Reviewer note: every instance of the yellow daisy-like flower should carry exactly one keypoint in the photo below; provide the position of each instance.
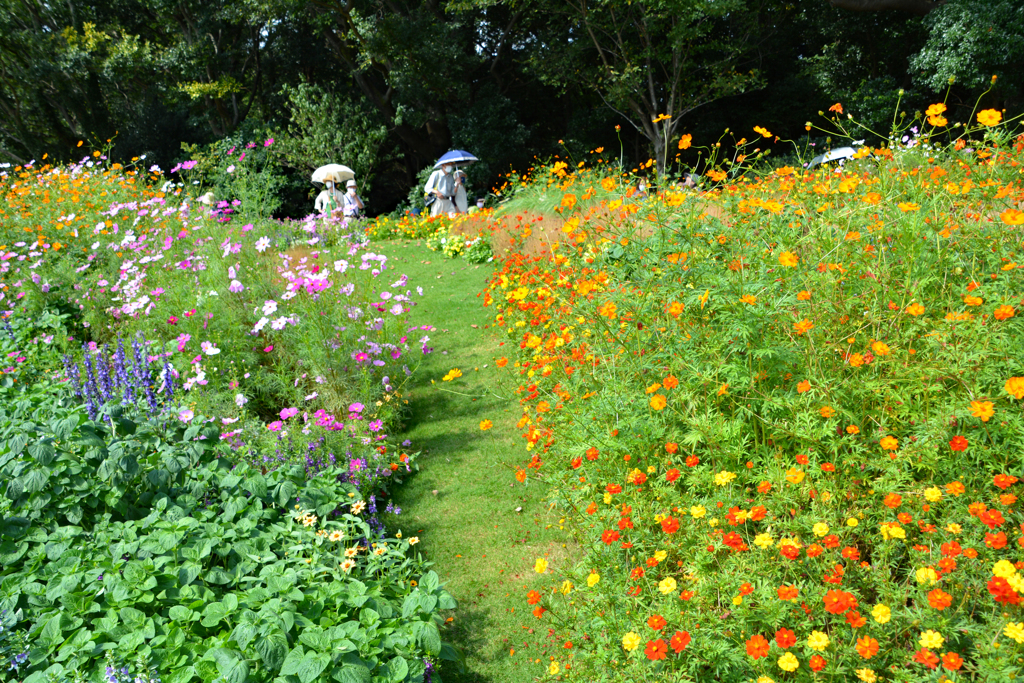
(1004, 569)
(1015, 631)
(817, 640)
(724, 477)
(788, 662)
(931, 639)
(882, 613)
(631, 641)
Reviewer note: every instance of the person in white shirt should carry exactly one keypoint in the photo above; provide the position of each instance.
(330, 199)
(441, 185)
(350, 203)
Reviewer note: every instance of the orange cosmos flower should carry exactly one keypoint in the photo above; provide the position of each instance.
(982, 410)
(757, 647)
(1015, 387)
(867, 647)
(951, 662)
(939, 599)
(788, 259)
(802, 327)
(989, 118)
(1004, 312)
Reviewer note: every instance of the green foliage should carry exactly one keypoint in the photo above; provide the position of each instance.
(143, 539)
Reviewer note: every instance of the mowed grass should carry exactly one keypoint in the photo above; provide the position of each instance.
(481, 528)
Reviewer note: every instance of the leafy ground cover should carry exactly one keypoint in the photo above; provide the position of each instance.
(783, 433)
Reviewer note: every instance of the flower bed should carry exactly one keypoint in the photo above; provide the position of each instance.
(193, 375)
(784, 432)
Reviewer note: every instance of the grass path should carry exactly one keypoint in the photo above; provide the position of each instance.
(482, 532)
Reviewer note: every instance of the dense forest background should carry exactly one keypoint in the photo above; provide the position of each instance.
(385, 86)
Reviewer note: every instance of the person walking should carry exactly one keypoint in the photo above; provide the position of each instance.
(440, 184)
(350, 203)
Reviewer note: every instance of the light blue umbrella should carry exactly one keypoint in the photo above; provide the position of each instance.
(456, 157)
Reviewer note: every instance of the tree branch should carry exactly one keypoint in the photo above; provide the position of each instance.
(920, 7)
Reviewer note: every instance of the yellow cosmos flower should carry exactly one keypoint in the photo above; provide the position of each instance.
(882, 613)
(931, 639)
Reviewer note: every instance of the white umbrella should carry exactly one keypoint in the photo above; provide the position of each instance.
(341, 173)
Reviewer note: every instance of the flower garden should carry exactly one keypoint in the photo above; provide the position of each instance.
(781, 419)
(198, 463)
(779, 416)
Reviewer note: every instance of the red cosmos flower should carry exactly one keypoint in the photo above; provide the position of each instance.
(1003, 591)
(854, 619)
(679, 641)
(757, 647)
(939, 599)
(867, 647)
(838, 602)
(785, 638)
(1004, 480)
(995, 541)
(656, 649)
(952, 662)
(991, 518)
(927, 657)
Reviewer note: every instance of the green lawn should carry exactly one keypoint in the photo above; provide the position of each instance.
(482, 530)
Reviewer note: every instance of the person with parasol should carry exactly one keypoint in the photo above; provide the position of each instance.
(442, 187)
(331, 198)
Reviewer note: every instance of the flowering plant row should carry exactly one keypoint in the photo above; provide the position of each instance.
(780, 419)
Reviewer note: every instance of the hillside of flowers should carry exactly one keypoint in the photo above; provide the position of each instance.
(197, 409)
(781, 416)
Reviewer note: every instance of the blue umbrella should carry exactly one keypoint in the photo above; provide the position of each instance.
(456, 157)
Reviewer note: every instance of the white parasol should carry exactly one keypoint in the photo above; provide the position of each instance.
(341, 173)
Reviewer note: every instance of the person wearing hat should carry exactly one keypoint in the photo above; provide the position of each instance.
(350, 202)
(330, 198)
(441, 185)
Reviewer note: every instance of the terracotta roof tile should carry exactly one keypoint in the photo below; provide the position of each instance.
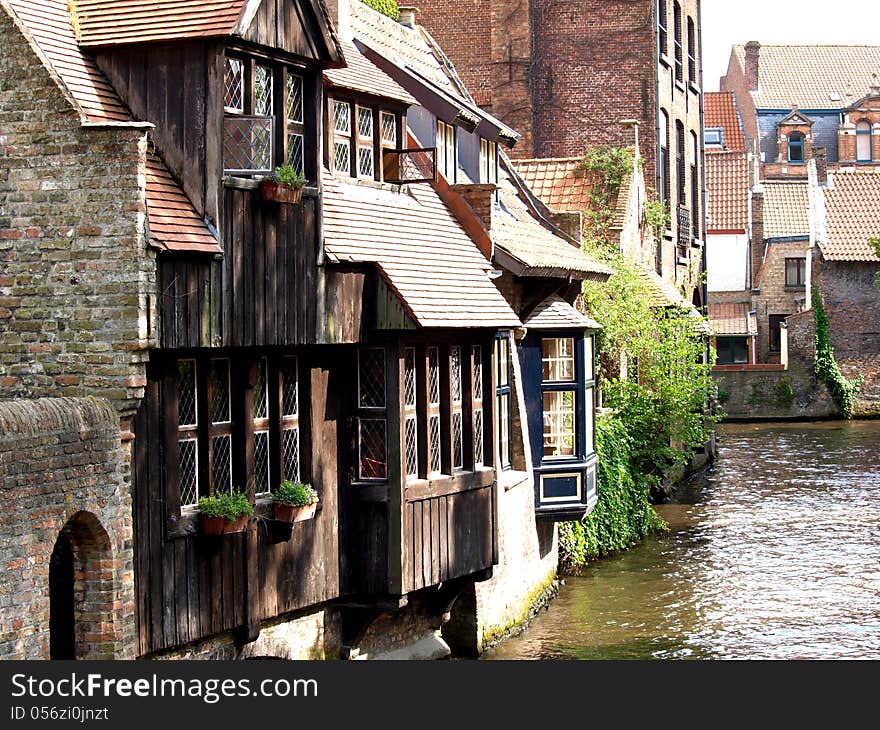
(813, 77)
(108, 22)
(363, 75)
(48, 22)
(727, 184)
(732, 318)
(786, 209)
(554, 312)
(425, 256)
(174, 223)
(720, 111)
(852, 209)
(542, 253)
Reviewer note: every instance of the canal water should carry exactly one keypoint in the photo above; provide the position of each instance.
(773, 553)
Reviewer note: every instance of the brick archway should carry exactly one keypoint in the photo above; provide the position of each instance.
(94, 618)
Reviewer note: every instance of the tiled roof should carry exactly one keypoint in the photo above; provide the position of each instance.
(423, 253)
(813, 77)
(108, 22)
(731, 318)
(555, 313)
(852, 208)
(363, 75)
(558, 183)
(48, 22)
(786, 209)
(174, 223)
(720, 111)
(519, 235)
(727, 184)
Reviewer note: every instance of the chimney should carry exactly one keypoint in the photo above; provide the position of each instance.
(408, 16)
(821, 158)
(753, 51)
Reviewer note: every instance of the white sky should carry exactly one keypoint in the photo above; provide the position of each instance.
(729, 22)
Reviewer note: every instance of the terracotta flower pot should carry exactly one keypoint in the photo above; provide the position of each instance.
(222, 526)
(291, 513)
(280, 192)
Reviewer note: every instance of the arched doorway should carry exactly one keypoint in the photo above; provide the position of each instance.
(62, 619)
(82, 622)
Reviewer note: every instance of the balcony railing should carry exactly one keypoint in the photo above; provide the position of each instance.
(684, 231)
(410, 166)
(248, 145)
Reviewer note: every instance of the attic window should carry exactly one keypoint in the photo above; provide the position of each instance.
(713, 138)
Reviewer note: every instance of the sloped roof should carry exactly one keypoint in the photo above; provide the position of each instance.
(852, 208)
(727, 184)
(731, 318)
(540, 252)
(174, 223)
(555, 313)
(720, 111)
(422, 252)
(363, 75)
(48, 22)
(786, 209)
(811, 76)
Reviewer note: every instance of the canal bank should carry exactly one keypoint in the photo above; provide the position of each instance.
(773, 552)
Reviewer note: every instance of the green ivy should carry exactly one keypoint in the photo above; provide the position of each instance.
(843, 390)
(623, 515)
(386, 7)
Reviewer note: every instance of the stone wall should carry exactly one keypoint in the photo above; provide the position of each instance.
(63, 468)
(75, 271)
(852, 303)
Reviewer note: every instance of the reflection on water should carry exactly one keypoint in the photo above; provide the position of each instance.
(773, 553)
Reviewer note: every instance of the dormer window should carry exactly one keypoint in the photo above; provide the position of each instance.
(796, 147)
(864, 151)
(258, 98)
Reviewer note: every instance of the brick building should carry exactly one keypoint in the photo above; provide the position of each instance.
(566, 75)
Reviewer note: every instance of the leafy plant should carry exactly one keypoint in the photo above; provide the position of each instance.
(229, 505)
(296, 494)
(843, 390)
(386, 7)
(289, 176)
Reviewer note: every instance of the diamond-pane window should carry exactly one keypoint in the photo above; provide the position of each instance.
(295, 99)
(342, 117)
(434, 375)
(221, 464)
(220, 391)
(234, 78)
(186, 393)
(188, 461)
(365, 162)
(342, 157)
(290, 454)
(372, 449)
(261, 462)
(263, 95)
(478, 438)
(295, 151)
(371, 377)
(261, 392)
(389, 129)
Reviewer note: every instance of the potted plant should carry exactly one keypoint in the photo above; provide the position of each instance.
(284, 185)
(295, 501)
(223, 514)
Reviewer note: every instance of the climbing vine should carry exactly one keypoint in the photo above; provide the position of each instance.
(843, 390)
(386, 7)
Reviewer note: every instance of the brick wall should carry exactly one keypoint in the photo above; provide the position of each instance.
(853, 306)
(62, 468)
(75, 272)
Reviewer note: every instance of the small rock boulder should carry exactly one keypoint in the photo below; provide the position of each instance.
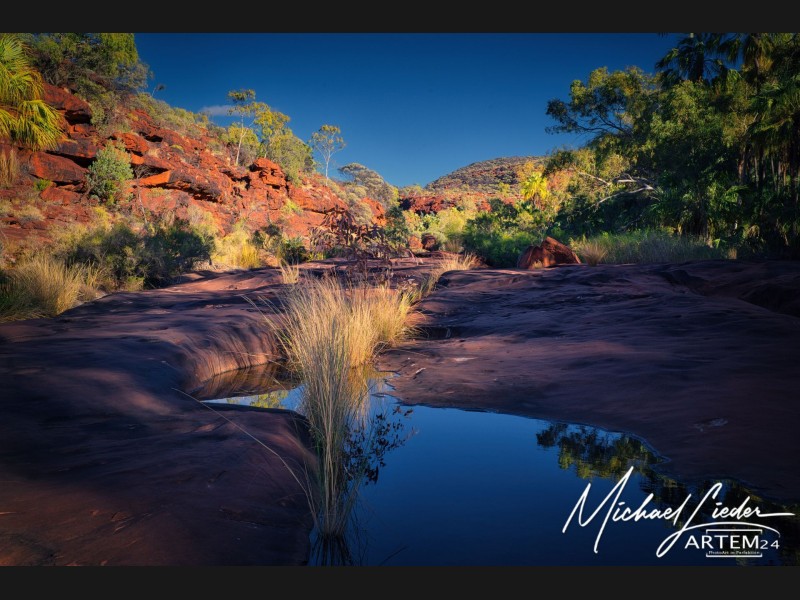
---
_Exercise goal_. Output every entry word for word, but omit the pictures.

_Answer to this problem_.
Reviewer note: every instance of the yellow daisy-like flower should carry exactly one keypoint in the photo below; provide the position of each instance.
(1004, 569)
(1015, 631)
(817, 640)
(724, 477)
(788, 662)
(931, 639)
(882, 613)
(631, 641)
Reviewer note: every instance of the person in white shirt should carry exactly one keypoint in the photo above; provide the position of each instance.
(330, 199)
(441, 185)
(350, 203)
Reviewer note: every instance of the orange cosmos flower should carry exactly one keypoint in the photo above; provide the position of each instance.
(982, 410)
(757, 647)
(1015, 387)
(867, 647)
(951, 662)
(939, 599)
(788, 259)
(802, 327)
(989, 118)
(1004, 312)
Reviewer note: every instance of the green foliage should carry exactly one keypoint in the photo above; provide the position of each instance.
(143, 539)
Reviewer note: every instance of the mowed grass should carry exactly one keypoint in the photo above; provide the position of each instance.
(481, 528)
Reviewer note: every instance of the leafy ground cover should carry exactly one keypoint in the photo above; provide the position of each instance.
(783, 433)
Reviewer note: every instance of the flower bed should carry exactly one keypoint in the photo above; provide the position of each instance.
(193, 375)
(784, 432)
Reviewer note: every instance of the grass path should carry exactly one keypoint in the photo above; provide the position of each instance.
(482, 532)
Reviewer note: every instance of the dense forest background should carry exactly one keypoint in the photo above; provide the position of each instance.
(385, 86)
Reviewer note: every instance of the person walking should carry exactly one keypoint in the photo above; provide the position of each instance.
(440, 184)
(350, 203)
Reviewer note: every instance of the light blue umbrella should carry exactly one keypoint in the photo above; provide the position of each instance.
(456, 157)
Reviewer note: every instance of the tree branch should carry exactly one keypoint in the photo above; provide the position of each instance.
(920, 7)
Reviewer note: every instance of the yellow cosmos flower should carry exactly one keypoint in the photo above; provide the position of each instance.
(882, 613)
(931, 639)
Reviewer note: every instance of the white umbrella should carry exactly one keypoint in the photo above; provide the position of each instance.
(341, 173)
Reviewer note: every instance of the flower garden should carry exactly one keypoint in the photo above; provide the position of each instance.
(781, 419)
(198, 463)
(779, 416)
Reviewer note: every instance of the red cosmos flower should carry exactly one keypoint in the photo above; provide the position of each instance.
(1003, 591)
(854, 619)
(679, 641)
(757, 647)
(939, 599)
(867, 647)
(838, 602)
(785, 638)
(1004, 480)
(995, 541)
(656, 649)
(952, 662)
(991, 518)
(927, 657)
Reviewer note: every instance of the green lawn should carry exactly one keypoint in the photo above; provide the position of each instance.
(482, 530)
Reviewer note: every instance of the person with parasol should carry exactly one keypoint in the photo above; provide the position of each instance.
(442, 187)
(331, 198)
Reviewer note: every instance of the flowering plant row should carry exactly one keypoint in the photo above; provide the position of each instance.
(780, 419)
Reviewer note: every instance of the hillside of flowers should carry exactly one keypoint in the photo above; provide the position of each instance.
(197, 409)
(781, 416)
Reviewer note: every instance of the blue umbrella should carry exactly one keypoint in the photo above; provide the position of each instance.
(456, 157)
Reviewer note: every instance of the white parasol should carry exactly one keypoint in the photo above; provide the position of each instance.
(341, 173)
Reviewer note: every instance of the person wearing hat should carry exactly one keypoint in the photo above; provide the position of each instance.
(350, 202)
(330, 198)
(441, 185)
Reviewer note: every instance of the terracotta roof tile should carry exactly one keypoint in the photo below; provide the position of each instance.
(813, 77)
(108, 22)
(363, 75)
(48, 22)
(727, 184)
(732, 318)
(786, 209)
(554, 312)
(425, 256)
(174, 223)
(720, 111)
(852, 209)
(542, 253)
Reviewer note: every instance of the canal water should carry exactly one keypoint in the photo above; provide the position of each instance.
(773, 553)
Reviewer note: every instance of the brick archway should carry exactly one keypoint in the photo above; provide the position of each instance.
(94, 618)
Reviewer note: every instance of the tiled roof should carry exactly one keypoint in the photo above; provide the position of each instance.
(423, 253)
(813, 77)
(108, 22)
(731, 318)
(555, 313)
(852, 208)
(363, 75)
(558, 183)
(48, 22)
(786, 209)
(174, 223)
(720, 111)
(519, 235)
(727, 184)
Reviewer note: every instance of the chimney should carry exactly one keypoint in the photo above; provide the position of each instance.
(408, 16)
(821, 158)
(753, 51)
Reviewer note: every instance of the white sky should carry exactly one keypoint in the photo above; provide the position of each instance.
(729, 22)
Reviewer note: every instance of the terracotta flower pot should carry exactly one keypoint in the photo above; provide the position of each instance.
(222, 526)
(291, 513)
(280, 192)
Reviewer note: every instance of the arched doorway should carry exactly one keypoint in the photo above; provide the position of each instance.
(62, 619)
(82, 622)
Reviewer note: every instance of the balcony railing should carry exactly one keypoint in the photo above; provide the position of each instance.
(684, 231)
(410, 166)
(248, 145)
Reviewer note: every instance of the attic window should carry exactly one keypoint in the photo above; provide the position of each instance.
(713, 138)
Reviewer note: every instance of the sloped roof should carry exactly one keypoint in the photo above; provide the position of each instance.
(852, 208)
(727, 184)
(731, 318)
(540, 252)
(174, 223)
(555, 313)
(720, 111)
(422, 252)
(363, 75)
(48, 22)
(786, 209)
(811, 76)
Reviewer note: every instance of the canal bank should carry exactly one keypoint in the photo above; provide the position of each instance.
(773, 552)
Reviewer note: every instance of the green ivy should carry exactly one keypoint in the photo above; provide the position of each instance.
(843, 390)
(623, 515)
(386, 7)
Reviewer note: every instance of the stone wall should carry exactly one keypoint in the photo above; provide the position of each instance.
(63, 468)
(75, 271)
(852, 303)
Reviewer note: every instance of the reflection on water should carry exactly one keypoint in the photo above; provide the position of each instance.
(773, 553)
Reviewer note: every instance of the dormer window should carry exactly one keypoint in the photo above; provide the position of each instance.
(796, 147)
(864, 151)
(258, 98)
Reviewer note: every instance of the brick building should carry exactly one keypoint in the photo above; provide the position of each instance.
(566, 75)
Reviewer note: every instance of the leafy plant should carry exactly one keypoint in the photo above; provide the position of each instance.
(229, 505)
(296, 494)
(843, 390)
(386, 7)
(289, 176)
Reviewer note: every instance of the diamond-pane window should carry exactly one keypoint in the photo above; provide the position of each instance.
(295, 99)
(342, 117)
(434, 375)
(221, 464)
(220, 391)
(234, 78)
(186, 393)
(188, 461)
(365, 162)
(342, 157)
(290, 454)
(372, 449)
(261, 462)
(263, 95)
(478, 438)
(295, 151)
(371, 377)
(261, 392)
(389, 129)
Reviewer note: every instance of the potted plant should carry exactly one keypoint in the photo above; provide the position of each instance.
(284, 185)
(295, 501)
(223, 514)
Reviewer note: every instance of the climbing vine should carry exactly one keypoint in the photo above; provide the position of each instance.
(843, 390)
(386, 7)
Reviewer note: every instance of the brick wall should carry exactly one keypoint in the photo above; provide the position of each instance.
(853, 306)
(62, 468)
(75, 272)
Reviewer note: every instance of the small rock boulder should carry exactly one keypoint in the photo below; provide the position of each instance.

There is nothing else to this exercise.